(begin)

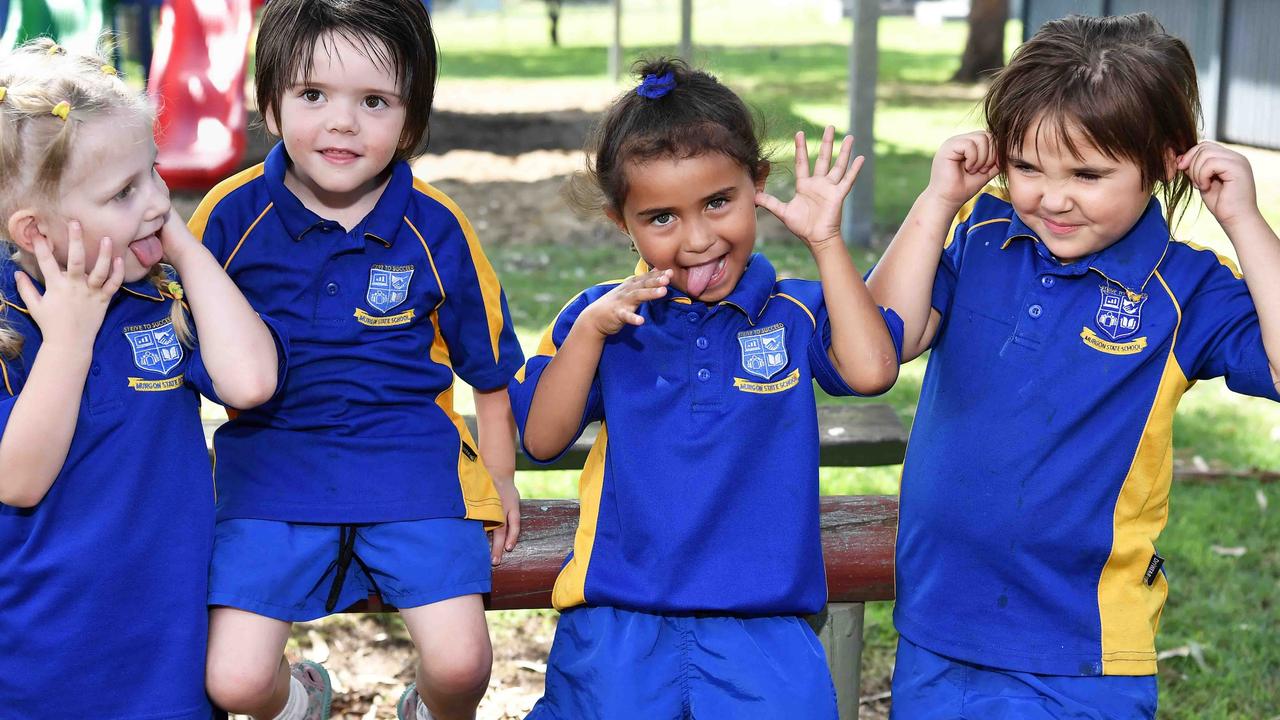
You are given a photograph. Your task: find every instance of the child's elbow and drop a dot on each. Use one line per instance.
(19, 496)
(877, 376)
(251, 391)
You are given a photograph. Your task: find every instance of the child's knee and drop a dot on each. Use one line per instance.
(237, 687)
(464, 674)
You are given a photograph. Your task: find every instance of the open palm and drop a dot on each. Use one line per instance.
(814, 213)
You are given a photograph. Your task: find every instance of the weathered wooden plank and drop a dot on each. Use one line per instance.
(851, 436)
(858, 536)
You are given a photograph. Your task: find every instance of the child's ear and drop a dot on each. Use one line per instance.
(762, 174)
(24, 229)
(269, 121)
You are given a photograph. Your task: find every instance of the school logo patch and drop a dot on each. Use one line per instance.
(764, 351)
(155, 346)
(1120, 313)
(388, 286)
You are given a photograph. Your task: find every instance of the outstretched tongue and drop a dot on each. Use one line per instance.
(149, 251)
(698, 277)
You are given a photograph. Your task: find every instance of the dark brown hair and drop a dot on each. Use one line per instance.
(696, 115)
(1123, 82)
(393, 33)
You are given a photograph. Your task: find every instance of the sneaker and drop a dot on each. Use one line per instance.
(406, 707)
(315, 679)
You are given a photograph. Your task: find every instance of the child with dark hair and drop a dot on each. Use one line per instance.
(1065, 324)
(698, 548)
(360, 478)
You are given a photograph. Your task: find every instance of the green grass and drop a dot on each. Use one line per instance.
(792, 67)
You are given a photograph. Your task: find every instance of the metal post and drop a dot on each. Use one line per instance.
(859, 214)
(840, 628)
(616, 48)
(686, 30)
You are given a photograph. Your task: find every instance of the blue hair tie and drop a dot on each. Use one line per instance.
(657, 86)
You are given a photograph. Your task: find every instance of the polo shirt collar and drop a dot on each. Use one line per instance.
(753, 288)
(1129, 261)
(382, 223)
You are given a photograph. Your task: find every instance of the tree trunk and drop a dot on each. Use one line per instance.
(553, 16)
(984, 51)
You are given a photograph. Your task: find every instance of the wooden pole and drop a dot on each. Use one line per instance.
(686, 30)
(859, 213)
(616, 48)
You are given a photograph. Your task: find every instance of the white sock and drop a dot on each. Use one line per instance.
(297, 703)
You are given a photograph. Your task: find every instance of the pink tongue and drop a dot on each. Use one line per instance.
(698, 277)
(149, 251)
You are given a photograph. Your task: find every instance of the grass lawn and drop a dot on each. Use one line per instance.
(1221, 627)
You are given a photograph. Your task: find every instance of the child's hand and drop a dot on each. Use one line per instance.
(961, 167)
(1225, 181)
(617, 309)
(503, 540)
(813, 214)
(71, 310)
(176, 240)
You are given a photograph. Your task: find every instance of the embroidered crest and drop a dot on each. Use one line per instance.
(764, 351)
(1120, 313)
(155, 346)
(388, 286)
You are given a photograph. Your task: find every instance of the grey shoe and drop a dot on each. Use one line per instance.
(315, 679)
(406, 707)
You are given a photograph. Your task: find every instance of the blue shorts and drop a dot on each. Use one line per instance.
(616, 664)
(291, 570)
(931, 687)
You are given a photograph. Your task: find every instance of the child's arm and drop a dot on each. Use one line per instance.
(237, 349)
(1226, 185)
(560, 399)
(497, 440)
(862, 349)
(904, 277)
(69, 314)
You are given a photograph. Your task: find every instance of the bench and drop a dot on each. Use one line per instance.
(858, 534)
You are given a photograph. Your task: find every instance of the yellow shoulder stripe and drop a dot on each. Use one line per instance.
(200, 218)
(1223, 259)
(967, 209)
(490, 291)
(812, 319)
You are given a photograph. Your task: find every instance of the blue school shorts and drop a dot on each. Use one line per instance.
(931, 687)
(611, 664)
(297, 572)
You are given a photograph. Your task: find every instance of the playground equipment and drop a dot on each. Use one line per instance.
(197, 78)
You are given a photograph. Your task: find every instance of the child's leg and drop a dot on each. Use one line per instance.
(246, 673)
(452, 641)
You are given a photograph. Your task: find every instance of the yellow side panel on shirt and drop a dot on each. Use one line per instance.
(1128, 607)
(571, 584)
(478, 491)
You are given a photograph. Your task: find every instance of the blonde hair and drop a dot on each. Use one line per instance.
(49, 92)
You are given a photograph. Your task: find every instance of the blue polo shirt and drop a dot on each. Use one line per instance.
(700, 492)
(379, 320)
(1038, 469)
(103, 584)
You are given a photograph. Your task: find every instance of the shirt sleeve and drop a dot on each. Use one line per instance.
(1220, 336)
(819, 359)
(525, 382)
(474, 317)
(197, 376)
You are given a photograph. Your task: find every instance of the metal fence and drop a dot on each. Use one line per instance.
(1237, 58)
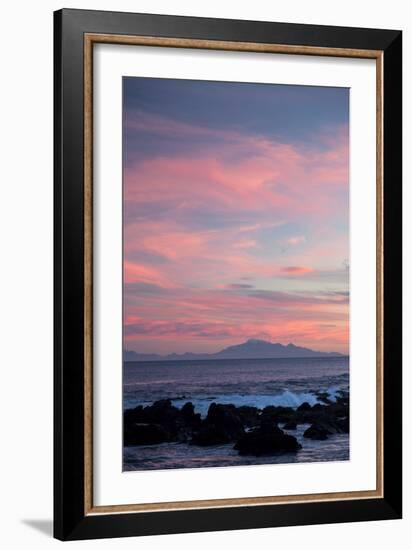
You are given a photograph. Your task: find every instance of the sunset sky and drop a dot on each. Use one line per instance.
(236, 213)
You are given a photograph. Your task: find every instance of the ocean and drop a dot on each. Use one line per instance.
(257, 382)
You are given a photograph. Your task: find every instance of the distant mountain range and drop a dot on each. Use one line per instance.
(251, 349)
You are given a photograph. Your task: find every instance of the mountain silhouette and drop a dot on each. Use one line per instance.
(251, 349)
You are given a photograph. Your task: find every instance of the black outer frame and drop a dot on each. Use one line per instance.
(70, 522)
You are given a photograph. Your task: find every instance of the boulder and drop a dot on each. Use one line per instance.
(291, 425)
(250, 416)
(222, 425)
(316, 431)
(145, 434)
(266, 440)
(305, 406)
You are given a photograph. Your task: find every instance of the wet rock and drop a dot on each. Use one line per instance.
(266, 440)
(315, 431)
(222, 425)
(305, 406)
(278, 413)
(250, 416)
(145, 434)
(291, 425)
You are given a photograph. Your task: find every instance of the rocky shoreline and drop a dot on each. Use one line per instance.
(251, 431)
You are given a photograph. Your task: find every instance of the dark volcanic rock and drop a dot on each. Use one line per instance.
(304, 407)
(158, 423)
(266, 440)
(145, 434)
(222, 425)
(278, 414)
(291, 425)
(316, 432)
(250, 416)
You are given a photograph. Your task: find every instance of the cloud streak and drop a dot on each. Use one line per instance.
(232, 233)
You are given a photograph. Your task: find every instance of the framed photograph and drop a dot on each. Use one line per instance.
(227, 274)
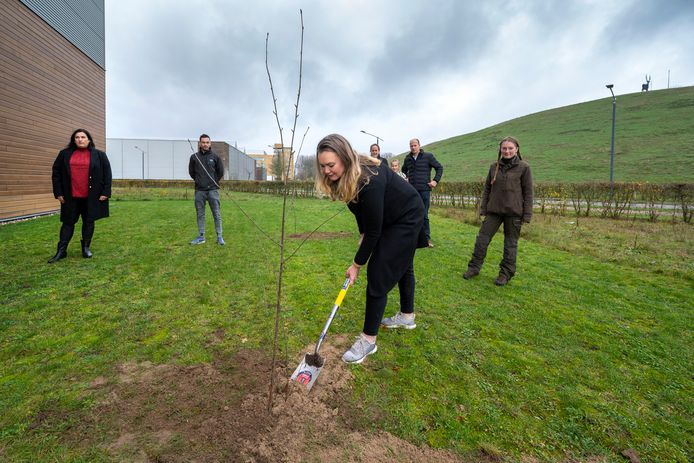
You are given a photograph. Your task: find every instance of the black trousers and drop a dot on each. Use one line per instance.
(68, 227)
(376, 305)
(491, 224)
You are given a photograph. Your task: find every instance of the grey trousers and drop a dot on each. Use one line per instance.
(490, 226)
(212, 197)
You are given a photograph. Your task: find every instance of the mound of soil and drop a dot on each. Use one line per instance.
(218, 412)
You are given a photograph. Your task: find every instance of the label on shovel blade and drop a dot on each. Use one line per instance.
(306, 374)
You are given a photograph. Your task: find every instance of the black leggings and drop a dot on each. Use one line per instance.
(376, 306)
(68, 227)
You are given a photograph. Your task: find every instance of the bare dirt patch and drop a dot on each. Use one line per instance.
(218, 412)
(321, 235)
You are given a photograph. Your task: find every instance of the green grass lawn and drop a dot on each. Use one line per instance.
(587, 352)
(572, 143)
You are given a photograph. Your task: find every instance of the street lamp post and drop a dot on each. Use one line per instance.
(377, 137)
(143, 161)
(614, 118)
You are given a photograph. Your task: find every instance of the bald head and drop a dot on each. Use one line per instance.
(414, 146)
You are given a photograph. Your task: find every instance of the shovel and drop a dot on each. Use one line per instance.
(308, 370)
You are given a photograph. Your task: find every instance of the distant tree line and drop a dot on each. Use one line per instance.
(674, 201)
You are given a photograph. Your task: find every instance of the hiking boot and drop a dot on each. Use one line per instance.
(86, 253)
(399, 321)
(501, 280)
(471, 273)
(359, 350)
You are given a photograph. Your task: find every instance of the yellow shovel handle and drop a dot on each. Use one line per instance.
(341, 294)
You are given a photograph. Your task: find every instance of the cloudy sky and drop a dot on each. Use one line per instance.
(398, 69)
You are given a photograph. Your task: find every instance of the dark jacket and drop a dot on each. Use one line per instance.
(390, 214)
(419, 171)
(512, 193)
(207, 175)
(99, 184)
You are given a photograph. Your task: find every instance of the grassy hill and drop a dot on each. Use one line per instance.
(572, 144)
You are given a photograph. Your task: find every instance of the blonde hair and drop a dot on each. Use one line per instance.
(498, 157)
(358, 169)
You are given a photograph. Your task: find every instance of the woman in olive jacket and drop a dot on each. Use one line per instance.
(507, 199)
(82, 184)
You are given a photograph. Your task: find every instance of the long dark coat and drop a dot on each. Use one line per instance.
(390, 214)
(99, 184)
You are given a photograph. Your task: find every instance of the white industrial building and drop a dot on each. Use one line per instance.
(139, 158)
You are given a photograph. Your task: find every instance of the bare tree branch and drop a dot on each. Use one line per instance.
(278, 309)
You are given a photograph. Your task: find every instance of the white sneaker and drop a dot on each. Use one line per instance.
(359, 350)
(399, 321)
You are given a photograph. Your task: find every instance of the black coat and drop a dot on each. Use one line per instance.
(390, 214)
(418, 171)
(99, 184)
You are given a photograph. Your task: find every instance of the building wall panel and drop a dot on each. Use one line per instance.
(48, 88)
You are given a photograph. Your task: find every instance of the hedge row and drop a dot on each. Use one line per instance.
(648, 200)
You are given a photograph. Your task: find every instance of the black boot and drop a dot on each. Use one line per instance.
(86, 253)
(61, 254)
(66, 232)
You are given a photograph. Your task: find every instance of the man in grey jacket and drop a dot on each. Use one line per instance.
(417, 167)
(207, 169)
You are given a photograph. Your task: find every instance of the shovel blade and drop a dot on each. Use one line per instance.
(306, 374)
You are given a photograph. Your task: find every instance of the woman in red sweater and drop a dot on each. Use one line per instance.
(82, 184)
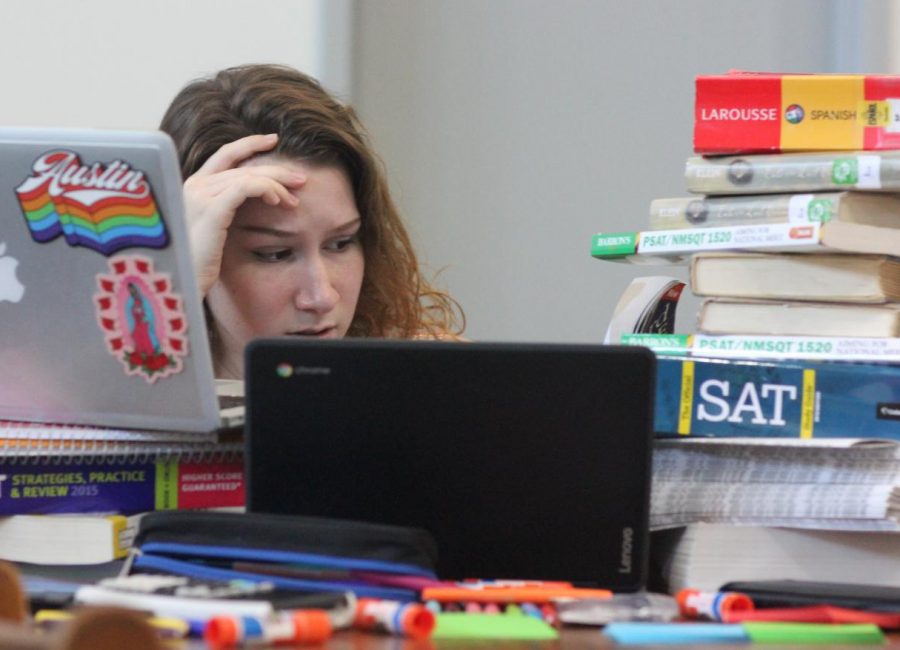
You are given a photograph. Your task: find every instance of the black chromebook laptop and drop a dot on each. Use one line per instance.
(525, 461)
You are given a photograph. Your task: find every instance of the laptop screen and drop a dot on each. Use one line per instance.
(525, 461)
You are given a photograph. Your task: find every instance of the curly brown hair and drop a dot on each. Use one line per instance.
(312, 126)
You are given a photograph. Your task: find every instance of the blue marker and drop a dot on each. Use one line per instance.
(675, 633)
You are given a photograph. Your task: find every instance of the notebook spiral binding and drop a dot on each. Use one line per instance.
(34, 444)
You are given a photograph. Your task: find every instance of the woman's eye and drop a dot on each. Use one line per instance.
(343, 243)
(273, 256)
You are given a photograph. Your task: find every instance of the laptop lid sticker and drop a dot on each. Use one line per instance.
(11, 288)
(141, 317)
(106, 208)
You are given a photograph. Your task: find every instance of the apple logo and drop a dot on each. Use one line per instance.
(10, 287)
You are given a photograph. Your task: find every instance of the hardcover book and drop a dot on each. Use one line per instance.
(720, 397)
(791, 276)
(743, 112)
(871, 209)
(874, 349)
(676, 246)
(798, 318)
(823, 484)
(706, 556)
(89, 539)
(794, 172)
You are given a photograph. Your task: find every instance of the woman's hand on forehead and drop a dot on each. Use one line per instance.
(214, 193)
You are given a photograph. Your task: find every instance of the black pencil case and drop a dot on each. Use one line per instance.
(291, 552)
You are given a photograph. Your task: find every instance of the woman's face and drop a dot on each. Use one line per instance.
(289, 271)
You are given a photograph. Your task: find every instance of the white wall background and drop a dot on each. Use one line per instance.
(118, 63)
(515, 129)
(512, 129)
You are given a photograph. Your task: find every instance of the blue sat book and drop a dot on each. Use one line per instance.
(724, 397)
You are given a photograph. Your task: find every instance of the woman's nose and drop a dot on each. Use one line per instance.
(316, 291)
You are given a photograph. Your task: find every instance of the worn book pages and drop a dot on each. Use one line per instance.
(836, 484)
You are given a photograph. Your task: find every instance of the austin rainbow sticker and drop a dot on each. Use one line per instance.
(103, 207)
(141, 317)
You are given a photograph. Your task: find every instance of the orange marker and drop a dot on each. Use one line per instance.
(408, 619)
(289, 626)
(714, 605)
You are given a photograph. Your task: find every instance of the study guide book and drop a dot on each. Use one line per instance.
(798, 318)
(69, 539)
(874, 349)
(794, 276)
(706, 556)
(677, 245)
(863, 208)
(126, 480)
(822, 484)
(647, 305)
(760, 112)
(726, 397)
(870, 171)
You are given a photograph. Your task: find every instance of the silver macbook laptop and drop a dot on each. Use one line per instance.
(102, 320)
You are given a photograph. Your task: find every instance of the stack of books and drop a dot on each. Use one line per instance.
(779, 418)
(790, 249)
(72, 494)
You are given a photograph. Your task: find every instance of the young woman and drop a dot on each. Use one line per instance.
(292, 226)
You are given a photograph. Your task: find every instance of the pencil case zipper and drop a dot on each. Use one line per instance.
(142, 561)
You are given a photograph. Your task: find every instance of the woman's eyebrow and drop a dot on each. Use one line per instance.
(279, 232)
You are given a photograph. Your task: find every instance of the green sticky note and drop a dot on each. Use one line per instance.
(463, 625)
(819, 633)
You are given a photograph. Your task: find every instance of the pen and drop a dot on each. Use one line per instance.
(778, 633)
(287, 626)
(408, 619)
(715, 605)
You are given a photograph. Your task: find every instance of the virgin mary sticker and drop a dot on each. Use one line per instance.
(141, 317)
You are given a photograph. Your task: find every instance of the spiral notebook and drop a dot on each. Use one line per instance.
(102, 319)
(71, 471)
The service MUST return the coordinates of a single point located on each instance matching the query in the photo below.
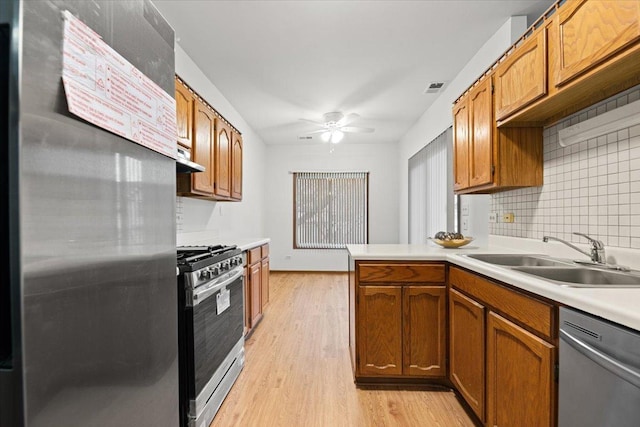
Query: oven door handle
(203, 292)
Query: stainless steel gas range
(210, 322)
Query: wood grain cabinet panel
(380, 330)
(520, 389)
(222, 160)
(481, 125)
(264, 283)
(236, 166)
(255, 287)
(204, 127)
(184, 114)
(592, 31)
(461, 145)
(537, 315)
(424, 336)
(467, 350)
(401, 272)
(522, 77)
(492, 159)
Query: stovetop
(191, 258)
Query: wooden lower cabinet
(520, 376)
(255, 276)
(256, 285)
(399, 311)
(264, 283)
(467, 350)
(424, 330)
(380, 330)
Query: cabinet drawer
(403, 273)
(528, 311)
(255, 255)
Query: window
(330, 209)
(432, 205)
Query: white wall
(438, 118)
(224, 221)
(379, 160)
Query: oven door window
(217, 327)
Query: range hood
(184, 163)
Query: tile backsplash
(591, 187)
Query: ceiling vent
(434, 87)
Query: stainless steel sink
(513, 260)
(584, 277)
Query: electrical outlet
(508, 217)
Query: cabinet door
(236, 167)
(424, 337)
(522, 77)
(480, 134)
(204, 125)
(592, 31)
(520, 387)
(247, 301)
(222, 160)
(255, 276)
(466, 344)
(264, 282)
(184, 114)
(380, 330)
(461, 145)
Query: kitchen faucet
(597, 248)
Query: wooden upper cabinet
(481, 125)
(222, 160)
(467, 349)
(522, 77)
(236, 166)
(520, 389)
(424, 310)
(184, 114)
(592, 31)
(204, 128)
(380, 330)
(461, 145)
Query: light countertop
(620, 305)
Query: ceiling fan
(335, 125)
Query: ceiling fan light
(336, 136)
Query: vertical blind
(330, 209)
(431, 189)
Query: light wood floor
(298, 372)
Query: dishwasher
(599, 373)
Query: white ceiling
(279, 61)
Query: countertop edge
(619, 305)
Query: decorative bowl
(454, 243)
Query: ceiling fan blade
(354, 129)
(349, 118)
(313, 122)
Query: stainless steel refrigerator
(88, 289)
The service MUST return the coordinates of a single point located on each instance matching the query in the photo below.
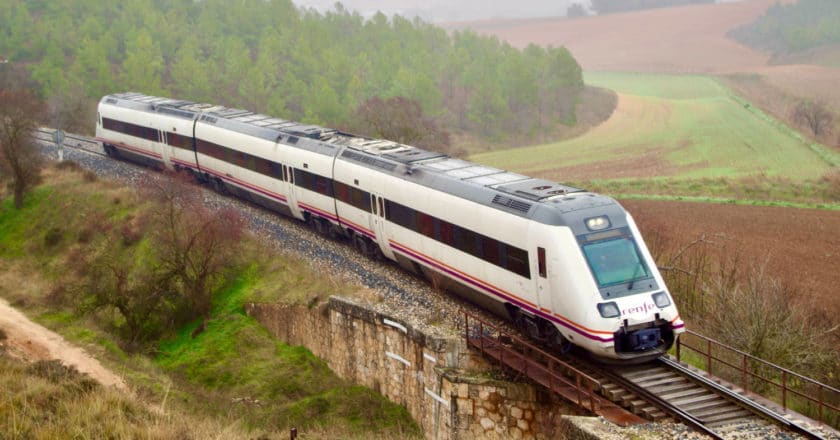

(end)

Exercise description » State how many lines in the entries above contain the word "cabinet". Reply with the number alone.

Worked solution » 5